Exercise tasks:
- 1) Using the article on the Alaska summit, explain in one to three sentences why Ukrainian expectations for the summit are low.
- 2) For each statement below, say yes or no as to whether the article on the Alaska summit supports it, and quote the words from the article that decide it.
(a) Trump warned of serious consequences for Russia if Putin would not agree to stop the war.
(b) Oleksandr Merezhko chairs the defense committee of the Ukrainian parliament.
(c) Zelenskyy said there are signs that Russia is preparing to end the war.
- 3) Resume the article on the Alaska summit after its final sentence.
─── Text shown ───
Ukrainian expectations for the summit in Alaska are low, amid fears in Kyiv that the American and Russian leaders will seek to dictate Ukraine’s future without its participation.

Zelenskyy’s talks with European leaders and Trump on Wednesday, though, did appear to find consensus on key Ukrainian demands according to subsequent statements from Zelenskyy and his European counterparts, including that Kyiv will be the one to decide on any territorial concessions and that no such concessions can occur without binding security guarantees.

“We must learn from the experience of Ukraine, [and] our partners, to prevent deception by Russia,” Zelenskyy said in a statement posted to social media on Wednesday.

“There is no sign now that the Russians are preparing to end the war,” he added. “Our coordinated efforts and joint steps — of Ukraine, the United States, Europe, all countries that want peace — can definitely force Russia to make peace.”

Trump said Wednesday after the virtual meeting with Zelenskyy and European leaders that there will be “severe consequences” against Russia if Putin did not agree to stop his war on Ukraine.

Oleksandr Merezhko — a member of the Ukrainian parliament and chair of the body’s foreign affairs committee — likened the coming Alaska summit to the 1938 Munich Agreement — a pre-World War II accord by which European powers allowed Nazi Germany to annex part of Czechoslovakia without Prague’s consent.

“Putin secured a one-on-one meeting with Trump, providing an opportunity to influence U.S. policy and push for abandonment of Ukraine and European allies,” Merezhko told ABC News.

“Putin would like to use the summit to persuade Trump to blame Ukraine for the lack of progress on a ceasefire and give him a pretext to walk away from the negotiations,” Merezhko said.

“Putin is a very masterful manipulator and he will go into Friday’s meeting well prepared,” Merezhko added. “He will go in with well-prepared, planned and rehearsed talking points.”

John E. Herbst, a former U.S. ambassador to Ukraine now working at the Atlantic Council’s Eurasia Center, said Putin “wants a deal with Trump that will be presented to Kyiv and other European capitals as a fait accompli.”

The Kremlin’s goals remain the “elimination of Ukraine as a state and as a culture, elimination of NATO and undermining of the U.S. global positions,” Pavel Luzin, a Russian political analyst at The Fletcher School of Law and Diplomacy at Tufts, told ABC News.

There are several key — and thorny — issues for the two leaders to discuss.
─── Information supplied ───
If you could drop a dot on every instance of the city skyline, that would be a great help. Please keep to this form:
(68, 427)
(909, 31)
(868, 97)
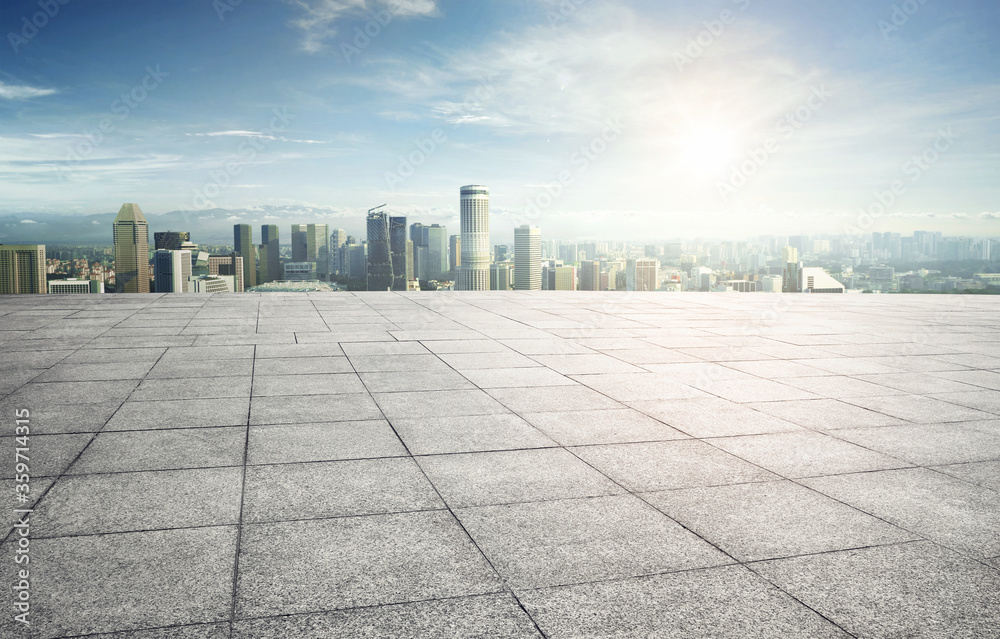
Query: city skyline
(596, 118)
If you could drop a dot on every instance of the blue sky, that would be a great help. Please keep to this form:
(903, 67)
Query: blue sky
(589, 118)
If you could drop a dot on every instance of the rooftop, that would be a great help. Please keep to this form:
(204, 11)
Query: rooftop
(504, 465)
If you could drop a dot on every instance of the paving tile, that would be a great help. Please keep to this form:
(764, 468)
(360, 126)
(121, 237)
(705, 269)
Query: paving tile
(726, 602)
(919, 409)
(119, 582)
(138, 450)
(289, 443)
(552, 543)
(48, 455)
(336, 489)
(986, 474)
(773, 519)
(825, 414)
(712, 417)
(438, 379)
(929, 444)
(633, 387)
(616, 426)
(672, 464)
(949, 511)
(95, 372)
(448, 403)
(311, 566)
(911, 590)
(552, 398)
(497, 616)
(584, 364)
(477, 479)
(305, 409)
(180, 369)
(124, 502)
(806, 454)
(464, 434)
(180, 413)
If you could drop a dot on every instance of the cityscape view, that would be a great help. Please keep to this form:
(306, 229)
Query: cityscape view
(506, 319)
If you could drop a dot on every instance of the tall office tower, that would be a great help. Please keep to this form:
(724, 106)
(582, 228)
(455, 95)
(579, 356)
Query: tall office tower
(590, 275)
(243, 242)
(527, 258)
(172, 270)
(397, 248)
(170, 240)
(379, 251)
(641, 274)
(455, 254)
(231, 265)
(475, 270)
(270, 264)
(565, 278)
(131, 235)
(22, 269)
(437, 252)
(337, 239)
(318, 249)
(300, 242)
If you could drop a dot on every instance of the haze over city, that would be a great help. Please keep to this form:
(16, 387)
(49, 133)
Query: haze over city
(590, 119)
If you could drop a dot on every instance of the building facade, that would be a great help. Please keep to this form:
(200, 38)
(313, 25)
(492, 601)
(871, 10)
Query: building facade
(474, 273)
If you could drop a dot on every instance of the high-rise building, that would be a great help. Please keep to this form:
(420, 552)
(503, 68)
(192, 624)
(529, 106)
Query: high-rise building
(300, 242)
(475, 221)
(22, 269)
(270, 264)
(337, 239)
(171, 270)
(379, 250)
(231, 265)
(170, 240)
(527, 258)
(641, 274)
(590, 275)
(131, 237)
(243, 243)
(397, 248)
(455, 254)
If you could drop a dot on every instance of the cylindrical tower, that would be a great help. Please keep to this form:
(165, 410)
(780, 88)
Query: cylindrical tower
(475, 269)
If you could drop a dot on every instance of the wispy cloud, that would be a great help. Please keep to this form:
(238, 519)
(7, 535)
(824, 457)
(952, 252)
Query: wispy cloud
(319, 18)
(22, 92)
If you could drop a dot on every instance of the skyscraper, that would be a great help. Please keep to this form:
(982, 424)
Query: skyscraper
(397, 247)
(243, 242)
(270, 265)
(527, 258)
(172, 270)
(379, 251)
(22, 269)
(170, 240)
(475, 220)
(131, 237)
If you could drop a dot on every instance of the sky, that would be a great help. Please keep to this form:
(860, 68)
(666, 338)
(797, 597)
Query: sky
(607, 119)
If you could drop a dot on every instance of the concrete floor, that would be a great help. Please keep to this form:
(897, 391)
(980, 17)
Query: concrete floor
(504, 465)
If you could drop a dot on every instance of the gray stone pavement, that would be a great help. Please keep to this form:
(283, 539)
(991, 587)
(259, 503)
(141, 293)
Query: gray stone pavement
(503, 465)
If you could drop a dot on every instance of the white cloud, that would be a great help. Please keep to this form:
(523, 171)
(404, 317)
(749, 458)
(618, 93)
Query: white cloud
(319, 17)
(22, 92)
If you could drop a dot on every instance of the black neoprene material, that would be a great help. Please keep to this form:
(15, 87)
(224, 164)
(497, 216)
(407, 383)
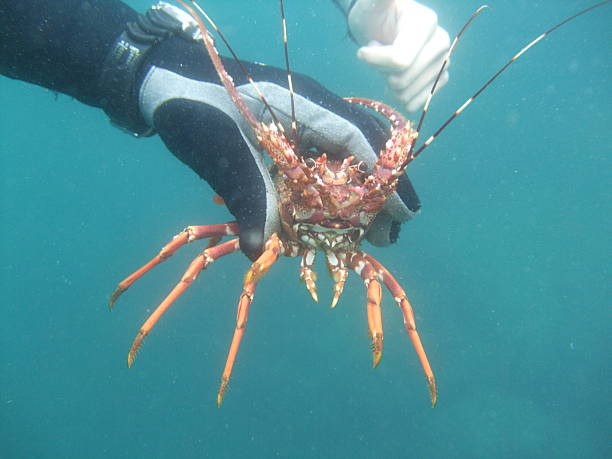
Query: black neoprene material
(62, 45)
(200, 136)
(192, 61)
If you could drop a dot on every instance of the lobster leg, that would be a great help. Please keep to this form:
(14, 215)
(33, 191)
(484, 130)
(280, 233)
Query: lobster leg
(370, 278)
(273, 249)
(189, 234)
(338, 272)
(197, 265)
(409, 323)
(307, 274)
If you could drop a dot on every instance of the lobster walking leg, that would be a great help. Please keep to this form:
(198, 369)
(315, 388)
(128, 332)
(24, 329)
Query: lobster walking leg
(338, 273)
(409, 323)
(189, 234)
(273, 249)
(197, 265)
(364, 268)
(307, 274)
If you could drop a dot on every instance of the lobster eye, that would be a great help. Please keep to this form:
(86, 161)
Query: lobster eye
(310, 163)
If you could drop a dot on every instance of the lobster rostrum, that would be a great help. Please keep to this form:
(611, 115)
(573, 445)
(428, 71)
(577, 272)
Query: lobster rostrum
───
Results:
- 1) Expectations in Ukraine are low because Kyiv fears that the American and Russian leaders will try to dictate Ukraine's future without Ukraine taking part.

- 2)
(a) Yes: "there will be “severe consequences” against Russia if Putin did not agree to stop his war on Ukraine"
(b) No: "chair of the body’s foreign affairs committee"
(c) No: "There is no sign now that the Russians are preparing to end the war"

- 3)
Territory

Territory has been a main source of conflict between the two countries since Russia’s annexation of Crimea and fomentation of separatist revolt in eastern Ukraine in 2014.

Putin has remained firm in his demands. Any peace settlement, Moscow has said, must include “international legal recognition” of its 2014 annexation of Crimea and four regions it has occupied to varying degrees since launching its full-scale invasion in 2022.

Russia demanded that Ukrainian troops withdraw entirely from the Donetsk, Luhansk, Zaporizhzhia and Kherson regions — including areas that Russian troops do not control. The Kremlin claimed to have annexed all four regions in September 2022. Moscow also wants Kyiv to give up on any designs on taking back occupied Crimea.

Ahead of Friday’s meeting, Trump suggested that a “swapping of territories” could lead to a peace deal. However, Ukrainian officials quickly rejected that idea.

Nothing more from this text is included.